**Available data**

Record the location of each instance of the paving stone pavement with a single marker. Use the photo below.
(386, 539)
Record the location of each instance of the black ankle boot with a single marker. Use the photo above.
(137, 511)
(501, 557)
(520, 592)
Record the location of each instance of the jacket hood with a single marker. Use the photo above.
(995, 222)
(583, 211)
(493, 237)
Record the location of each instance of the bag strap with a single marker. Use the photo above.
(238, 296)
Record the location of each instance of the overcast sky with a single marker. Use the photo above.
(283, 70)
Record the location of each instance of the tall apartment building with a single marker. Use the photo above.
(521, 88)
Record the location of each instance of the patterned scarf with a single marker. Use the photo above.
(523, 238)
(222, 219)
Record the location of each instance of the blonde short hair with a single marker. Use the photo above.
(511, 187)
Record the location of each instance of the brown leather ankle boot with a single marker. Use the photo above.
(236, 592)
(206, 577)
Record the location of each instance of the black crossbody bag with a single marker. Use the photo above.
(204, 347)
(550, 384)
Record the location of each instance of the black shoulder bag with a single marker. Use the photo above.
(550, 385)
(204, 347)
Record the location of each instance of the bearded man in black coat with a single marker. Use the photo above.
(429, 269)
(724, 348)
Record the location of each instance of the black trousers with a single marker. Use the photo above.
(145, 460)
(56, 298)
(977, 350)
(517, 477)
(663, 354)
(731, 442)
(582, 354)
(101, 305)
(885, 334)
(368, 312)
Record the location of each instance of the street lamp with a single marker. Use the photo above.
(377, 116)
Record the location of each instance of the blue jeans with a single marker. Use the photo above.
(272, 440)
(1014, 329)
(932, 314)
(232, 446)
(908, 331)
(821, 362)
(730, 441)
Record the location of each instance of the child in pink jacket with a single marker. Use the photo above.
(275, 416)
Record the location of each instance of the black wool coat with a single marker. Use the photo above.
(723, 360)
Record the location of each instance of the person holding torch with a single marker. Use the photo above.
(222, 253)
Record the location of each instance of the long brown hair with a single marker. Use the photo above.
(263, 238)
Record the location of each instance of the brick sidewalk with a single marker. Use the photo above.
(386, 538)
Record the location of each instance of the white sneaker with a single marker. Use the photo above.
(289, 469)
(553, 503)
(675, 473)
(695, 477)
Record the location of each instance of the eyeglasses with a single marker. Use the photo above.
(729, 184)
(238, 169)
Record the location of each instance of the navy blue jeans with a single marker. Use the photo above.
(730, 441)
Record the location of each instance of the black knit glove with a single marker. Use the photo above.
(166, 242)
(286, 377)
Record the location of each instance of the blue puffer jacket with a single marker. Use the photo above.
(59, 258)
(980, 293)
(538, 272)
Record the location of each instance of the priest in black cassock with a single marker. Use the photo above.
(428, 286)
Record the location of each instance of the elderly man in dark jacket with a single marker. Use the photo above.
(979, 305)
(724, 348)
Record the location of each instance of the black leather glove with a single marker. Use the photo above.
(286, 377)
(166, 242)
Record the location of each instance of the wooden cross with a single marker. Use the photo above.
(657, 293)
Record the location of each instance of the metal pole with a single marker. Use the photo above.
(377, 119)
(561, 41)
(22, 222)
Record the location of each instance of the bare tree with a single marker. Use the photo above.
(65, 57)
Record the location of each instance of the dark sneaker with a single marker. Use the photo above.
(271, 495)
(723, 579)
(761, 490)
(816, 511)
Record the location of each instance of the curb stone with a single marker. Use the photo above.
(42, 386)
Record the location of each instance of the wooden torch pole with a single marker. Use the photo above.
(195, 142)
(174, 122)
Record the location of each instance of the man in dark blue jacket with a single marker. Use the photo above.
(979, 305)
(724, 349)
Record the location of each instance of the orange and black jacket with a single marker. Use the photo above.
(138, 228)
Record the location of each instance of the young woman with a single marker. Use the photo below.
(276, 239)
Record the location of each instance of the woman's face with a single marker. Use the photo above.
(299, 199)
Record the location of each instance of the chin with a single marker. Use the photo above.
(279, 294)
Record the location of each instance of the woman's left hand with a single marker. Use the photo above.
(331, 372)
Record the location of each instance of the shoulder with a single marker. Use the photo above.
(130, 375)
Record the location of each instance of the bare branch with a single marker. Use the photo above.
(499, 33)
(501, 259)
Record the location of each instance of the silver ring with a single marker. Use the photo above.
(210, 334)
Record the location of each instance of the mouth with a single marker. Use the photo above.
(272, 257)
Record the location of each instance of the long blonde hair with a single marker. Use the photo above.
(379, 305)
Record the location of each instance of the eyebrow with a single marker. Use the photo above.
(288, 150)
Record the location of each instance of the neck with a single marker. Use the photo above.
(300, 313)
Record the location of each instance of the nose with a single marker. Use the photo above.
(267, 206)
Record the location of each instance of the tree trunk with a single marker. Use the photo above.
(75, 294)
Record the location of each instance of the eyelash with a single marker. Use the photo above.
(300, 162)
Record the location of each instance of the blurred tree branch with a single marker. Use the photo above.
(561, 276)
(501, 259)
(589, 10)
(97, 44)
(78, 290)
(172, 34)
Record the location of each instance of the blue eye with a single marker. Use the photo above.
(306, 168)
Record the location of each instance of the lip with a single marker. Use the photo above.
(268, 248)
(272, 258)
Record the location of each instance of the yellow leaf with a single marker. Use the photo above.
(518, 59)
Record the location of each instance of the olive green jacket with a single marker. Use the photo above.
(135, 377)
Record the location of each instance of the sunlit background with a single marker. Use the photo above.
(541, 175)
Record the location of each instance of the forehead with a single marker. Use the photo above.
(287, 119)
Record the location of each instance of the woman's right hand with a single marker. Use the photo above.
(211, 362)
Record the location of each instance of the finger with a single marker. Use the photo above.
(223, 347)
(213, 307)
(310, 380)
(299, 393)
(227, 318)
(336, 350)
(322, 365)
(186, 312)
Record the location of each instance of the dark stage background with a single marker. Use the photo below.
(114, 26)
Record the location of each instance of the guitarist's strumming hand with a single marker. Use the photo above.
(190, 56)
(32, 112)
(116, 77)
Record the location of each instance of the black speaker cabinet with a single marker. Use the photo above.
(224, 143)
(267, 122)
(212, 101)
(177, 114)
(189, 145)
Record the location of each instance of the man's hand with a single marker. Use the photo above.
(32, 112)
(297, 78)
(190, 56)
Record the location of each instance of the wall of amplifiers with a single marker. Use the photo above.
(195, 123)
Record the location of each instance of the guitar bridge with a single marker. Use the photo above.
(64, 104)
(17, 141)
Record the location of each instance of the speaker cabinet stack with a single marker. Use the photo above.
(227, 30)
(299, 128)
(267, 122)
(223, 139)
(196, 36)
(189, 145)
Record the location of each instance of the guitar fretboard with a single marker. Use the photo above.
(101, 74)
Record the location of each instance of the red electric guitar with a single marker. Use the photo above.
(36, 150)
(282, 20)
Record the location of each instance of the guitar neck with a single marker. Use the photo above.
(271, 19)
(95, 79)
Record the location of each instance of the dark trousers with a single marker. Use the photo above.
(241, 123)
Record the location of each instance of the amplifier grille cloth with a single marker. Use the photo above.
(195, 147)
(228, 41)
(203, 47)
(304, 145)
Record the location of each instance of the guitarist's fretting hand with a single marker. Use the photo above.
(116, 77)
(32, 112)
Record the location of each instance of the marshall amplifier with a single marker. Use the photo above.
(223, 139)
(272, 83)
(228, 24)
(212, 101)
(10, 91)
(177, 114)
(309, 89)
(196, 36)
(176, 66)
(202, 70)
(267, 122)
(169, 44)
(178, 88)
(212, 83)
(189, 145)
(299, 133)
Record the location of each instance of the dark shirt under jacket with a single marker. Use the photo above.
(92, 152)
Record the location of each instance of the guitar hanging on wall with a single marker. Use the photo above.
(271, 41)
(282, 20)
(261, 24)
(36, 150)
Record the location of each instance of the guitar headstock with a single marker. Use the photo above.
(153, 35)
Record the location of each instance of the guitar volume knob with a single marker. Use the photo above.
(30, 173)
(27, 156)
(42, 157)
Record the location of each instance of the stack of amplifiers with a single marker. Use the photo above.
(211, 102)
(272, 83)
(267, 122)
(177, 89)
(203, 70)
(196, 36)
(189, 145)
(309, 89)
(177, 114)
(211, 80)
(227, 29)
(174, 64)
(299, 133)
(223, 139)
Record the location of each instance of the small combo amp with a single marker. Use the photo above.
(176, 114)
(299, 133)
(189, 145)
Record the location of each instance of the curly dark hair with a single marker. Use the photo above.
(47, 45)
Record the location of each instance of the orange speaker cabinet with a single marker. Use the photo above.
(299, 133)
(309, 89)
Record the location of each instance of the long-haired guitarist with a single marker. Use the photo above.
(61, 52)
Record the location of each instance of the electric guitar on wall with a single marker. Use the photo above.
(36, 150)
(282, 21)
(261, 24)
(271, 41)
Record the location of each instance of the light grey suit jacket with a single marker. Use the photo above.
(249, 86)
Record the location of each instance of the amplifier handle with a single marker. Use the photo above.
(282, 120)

**Challenge**
Return, unchanged, the part of the items that opens with the line containing "Record the location of each instance of the curly" and closes with the final line of the items. Include both of these boundary lines.

**Task output**
Record the location of each instance of the curly dark hair with a single marker. Use the photo above.
(47, 45)
Record the location of each instance of the orange speaker cabinet with a single marker. Use the photo above.
(299, 133)
(309, 89)
Record the location of each instance of the long-haired guitarist with a single marker. Use the photo above.
(61, 52)
Record the location of each instance of the electric guitar on wall with a single marker. Use the photo above.
(36, 150)
(282, 21)
(261, 24)
(271, 41)
Record the location of each instance of the light grey suit jacket with a single marker. Use the photo above.
(249, 86)
Record the location of each instance of the amplifier handle with a single marker. Use the photo above.
(282, 120)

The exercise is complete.